:: Raw records
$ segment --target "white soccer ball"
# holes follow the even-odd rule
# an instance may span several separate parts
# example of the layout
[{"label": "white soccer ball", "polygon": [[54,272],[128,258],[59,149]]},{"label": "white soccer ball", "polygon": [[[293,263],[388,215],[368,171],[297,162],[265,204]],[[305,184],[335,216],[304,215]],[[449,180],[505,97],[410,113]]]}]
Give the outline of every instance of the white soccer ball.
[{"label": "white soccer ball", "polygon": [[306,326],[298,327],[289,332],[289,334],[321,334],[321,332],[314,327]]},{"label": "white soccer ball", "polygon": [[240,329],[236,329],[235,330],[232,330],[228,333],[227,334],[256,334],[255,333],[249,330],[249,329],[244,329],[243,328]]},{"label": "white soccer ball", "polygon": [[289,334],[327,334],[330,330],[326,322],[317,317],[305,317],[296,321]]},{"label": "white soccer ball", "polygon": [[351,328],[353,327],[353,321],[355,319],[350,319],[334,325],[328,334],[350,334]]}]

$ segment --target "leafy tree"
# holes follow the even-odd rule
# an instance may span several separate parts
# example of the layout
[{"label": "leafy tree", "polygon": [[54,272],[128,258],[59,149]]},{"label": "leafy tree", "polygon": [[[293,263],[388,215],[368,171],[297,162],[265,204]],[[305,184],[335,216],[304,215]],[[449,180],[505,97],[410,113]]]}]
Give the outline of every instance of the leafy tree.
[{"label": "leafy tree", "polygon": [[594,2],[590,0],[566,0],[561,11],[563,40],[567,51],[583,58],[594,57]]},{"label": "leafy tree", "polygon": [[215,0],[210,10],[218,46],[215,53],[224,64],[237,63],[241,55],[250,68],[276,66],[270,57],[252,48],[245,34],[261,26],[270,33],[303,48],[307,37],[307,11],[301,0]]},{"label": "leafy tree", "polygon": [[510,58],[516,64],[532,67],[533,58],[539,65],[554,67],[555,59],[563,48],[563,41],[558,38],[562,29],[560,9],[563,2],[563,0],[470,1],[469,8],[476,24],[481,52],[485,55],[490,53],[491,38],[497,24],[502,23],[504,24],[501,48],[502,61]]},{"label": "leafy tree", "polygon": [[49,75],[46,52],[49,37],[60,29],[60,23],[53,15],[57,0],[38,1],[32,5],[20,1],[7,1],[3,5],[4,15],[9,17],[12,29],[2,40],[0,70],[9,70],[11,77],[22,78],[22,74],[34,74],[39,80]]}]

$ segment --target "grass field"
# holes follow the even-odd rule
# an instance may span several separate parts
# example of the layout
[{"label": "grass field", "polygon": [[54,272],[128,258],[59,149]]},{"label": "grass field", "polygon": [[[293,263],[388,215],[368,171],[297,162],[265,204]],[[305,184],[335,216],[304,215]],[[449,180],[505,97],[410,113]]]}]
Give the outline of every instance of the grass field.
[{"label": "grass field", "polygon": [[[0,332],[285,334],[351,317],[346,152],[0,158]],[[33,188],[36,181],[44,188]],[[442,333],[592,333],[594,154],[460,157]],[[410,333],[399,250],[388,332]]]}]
::::
:: Raw records
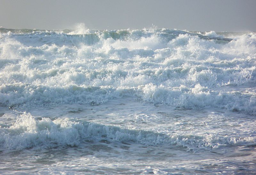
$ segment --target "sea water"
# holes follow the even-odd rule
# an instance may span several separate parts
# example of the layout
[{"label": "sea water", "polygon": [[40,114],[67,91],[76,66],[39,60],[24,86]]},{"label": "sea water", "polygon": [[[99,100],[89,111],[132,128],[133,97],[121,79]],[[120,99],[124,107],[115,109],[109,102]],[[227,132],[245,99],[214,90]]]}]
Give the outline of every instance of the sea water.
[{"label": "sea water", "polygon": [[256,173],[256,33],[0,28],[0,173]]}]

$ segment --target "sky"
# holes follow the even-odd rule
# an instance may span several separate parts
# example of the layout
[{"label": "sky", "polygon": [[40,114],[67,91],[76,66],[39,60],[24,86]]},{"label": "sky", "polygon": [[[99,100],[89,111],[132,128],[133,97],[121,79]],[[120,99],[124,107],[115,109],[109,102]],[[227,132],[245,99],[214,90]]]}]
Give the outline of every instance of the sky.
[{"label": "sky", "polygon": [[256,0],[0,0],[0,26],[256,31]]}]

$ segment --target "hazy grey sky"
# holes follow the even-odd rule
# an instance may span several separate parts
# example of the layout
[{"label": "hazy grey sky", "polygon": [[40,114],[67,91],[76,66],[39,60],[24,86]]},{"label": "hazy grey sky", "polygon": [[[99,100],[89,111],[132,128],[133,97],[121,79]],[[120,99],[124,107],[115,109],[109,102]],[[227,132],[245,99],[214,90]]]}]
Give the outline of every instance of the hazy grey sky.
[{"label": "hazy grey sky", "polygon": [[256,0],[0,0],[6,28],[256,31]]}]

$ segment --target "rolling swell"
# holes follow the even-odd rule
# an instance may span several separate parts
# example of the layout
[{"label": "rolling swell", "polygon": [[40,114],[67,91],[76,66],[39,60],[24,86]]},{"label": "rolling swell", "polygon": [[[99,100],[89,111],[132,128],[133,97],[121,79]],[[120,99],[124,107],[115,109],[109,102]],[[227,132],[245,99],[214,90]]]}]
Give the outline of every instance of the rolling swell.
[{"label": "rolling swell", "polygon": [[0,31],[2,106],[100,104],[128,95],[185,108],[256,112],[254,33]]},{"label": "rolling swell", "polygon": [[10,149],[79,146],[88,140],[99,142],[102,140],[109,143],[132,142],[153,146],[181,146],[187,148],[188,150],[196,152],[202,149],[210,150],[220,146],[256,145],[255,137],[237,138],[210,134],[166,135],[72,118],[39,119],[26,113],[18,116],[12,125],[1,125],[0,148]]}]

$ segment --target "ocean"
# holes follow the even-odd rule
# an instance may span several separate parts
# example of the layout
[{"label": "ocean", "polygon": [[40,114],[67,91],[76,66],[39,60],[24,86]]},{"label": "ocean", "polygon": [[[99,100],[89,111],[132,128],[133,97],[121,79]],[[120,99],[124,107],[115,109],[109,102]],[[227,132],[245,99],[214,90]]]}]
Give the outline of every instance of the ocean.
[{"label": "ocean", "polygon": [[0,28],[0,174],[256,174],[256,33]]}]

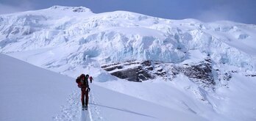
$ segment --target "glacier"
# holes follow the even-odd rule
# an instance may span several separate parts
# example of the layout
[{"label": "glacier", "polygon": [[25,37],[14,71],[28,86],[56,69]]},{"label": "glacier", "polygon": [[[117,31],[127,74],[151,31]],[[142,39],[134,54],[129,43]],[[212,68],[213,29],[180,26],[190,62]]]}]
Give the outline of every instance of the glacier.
::::
Locate each line in the entries above that contains the string "segment", and copy those lines.

• Written response:
$ segment --target "white soccer ball"
$ segment --target "leafy tree"
$ segment --target "grass field"
$ segment --target "sea water"
$ segment --target "sky"
$ segment --target "hazy grey sky"
$ segment --target "rolling swell"
$ segment --target "ocean"
$ segment --target "glacier"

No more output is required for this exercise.